Start of INFORMATION SUPPLIED
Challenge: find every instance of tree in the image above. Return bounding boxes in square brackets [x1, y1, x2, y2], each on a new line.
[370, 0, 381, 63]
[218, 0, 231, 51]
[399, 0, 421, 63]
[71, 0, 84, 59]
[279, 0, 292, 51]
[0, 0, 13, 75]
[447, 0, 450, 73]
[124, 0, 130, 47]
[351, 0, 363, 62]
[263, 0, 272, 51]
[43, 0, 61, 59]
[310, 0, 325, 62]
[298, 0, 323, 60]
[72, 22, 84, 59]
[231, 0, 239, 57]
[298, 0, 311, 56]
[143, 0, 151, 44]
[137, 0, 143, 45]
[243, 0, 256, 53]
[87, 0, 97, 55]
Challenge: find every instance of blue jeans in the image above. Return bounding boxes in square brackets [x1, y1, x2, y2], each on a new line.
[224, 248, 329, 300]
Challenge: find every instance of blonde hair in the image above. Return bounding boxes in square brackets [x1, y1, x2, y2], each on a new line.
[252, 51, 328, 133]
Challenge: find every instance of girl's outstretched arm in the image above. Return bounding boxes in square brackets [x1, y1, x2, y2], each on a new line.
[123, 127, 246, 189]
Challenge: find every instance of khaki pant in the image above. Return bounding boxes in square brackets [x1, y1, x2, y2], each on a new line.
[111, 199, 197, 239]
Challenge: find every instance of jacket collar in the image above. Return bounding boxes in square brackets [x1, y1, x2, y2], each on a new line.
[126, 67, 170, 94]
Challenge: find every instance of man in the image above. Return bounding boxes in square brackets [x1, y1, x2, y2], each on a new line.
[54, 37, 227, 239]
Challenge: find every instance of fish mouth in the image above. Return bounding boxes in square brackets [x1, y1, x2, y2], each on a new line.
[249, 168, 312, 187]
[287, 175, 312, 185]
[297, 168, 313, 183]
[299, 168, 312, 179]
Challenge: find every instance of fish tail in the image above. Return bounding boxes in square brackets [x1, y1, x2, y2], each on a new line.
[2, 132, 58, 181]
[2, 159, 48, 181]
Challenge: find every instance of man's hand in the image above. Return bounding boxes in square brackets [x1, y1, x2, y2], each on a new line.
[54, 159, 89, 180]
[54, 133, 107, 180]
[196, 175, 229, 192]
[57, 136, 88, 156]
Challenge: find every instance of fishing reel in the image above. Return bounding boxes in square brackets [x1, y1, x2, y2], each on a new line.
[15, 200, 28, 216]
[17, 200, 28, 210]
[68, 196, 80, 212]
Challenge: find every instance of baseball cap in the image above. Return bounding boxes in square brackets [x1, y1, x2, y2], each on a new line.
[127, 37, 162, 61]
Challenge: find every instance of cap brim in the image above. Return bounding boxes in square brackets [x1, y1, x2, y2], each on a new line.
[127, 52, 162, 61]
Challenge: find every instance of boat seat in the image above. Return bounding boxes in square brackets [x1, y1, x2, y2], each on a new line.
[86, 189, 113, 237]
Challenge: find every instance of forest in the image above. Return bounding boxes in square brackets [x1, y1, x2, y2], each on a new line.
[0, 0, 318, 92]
End of INFORMATION SUPPLIED
#### [ACTIVITY]
Up to and including the last line of the data, copy each line exactly, starting with the line that contains "Challenge: find every instance of forest".

#### [EXPECTED OUTPUT]
Challenge: find every instance of forest in the image above. Return bounding boxes in square brackets [x1, y1, x2, y2], each on a new line.
[0, 0, 318, 92]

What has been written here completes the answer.